What needs to be done → Work through the records that follow and return each line containing the word "BATCH".
*** Extracted material ***
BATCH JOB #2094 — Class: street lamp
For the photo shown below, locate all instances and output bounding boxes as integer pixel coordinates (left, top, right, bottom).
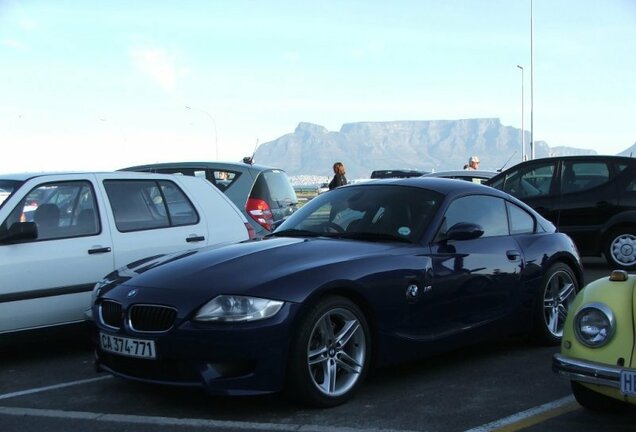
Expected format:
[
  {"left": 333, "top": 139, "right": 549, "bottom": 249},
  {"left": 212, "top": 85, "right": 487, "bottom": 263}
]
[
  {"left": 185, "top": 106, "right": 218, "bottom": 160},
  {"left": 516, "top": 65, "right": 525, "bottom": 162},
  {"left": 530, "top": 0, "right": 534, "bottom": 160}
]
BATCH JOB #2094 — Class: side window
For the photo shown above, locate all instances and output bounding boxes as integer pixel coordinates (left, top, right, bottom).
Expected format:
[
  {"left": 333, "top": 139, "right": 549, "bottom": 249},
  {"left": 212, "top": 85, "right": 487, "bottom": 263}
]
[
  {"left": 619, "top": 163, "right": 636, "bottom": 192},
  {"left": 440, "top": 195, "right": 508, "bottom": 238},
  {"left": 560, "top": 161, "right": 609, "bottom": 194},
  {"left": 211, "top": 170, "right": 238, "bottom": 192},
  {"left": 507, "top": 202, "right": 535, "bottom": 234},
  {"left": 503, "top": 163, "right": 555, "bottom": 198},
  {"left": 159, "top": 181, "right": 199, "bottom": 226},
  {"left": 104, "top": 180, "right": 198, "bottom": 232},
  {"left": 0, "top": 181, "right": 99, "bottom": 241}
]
*** End of Extracted material ***
*** Extracted material ***
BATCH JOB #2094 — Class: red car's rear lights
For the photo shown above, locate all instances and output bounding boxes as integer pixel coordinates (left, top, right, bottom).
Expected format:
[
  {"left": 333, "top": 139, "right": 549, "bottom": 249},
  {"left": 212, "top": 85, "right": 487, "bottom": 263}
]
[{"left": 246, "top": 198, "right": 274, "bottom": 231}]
*** End of Extracted material ***
Task answer →
BATCH JOB #2094 — Class: street lamp
BATCH JOB #2094 — Class: side window
BATCH JOB #2094 — Class: red car's rear lights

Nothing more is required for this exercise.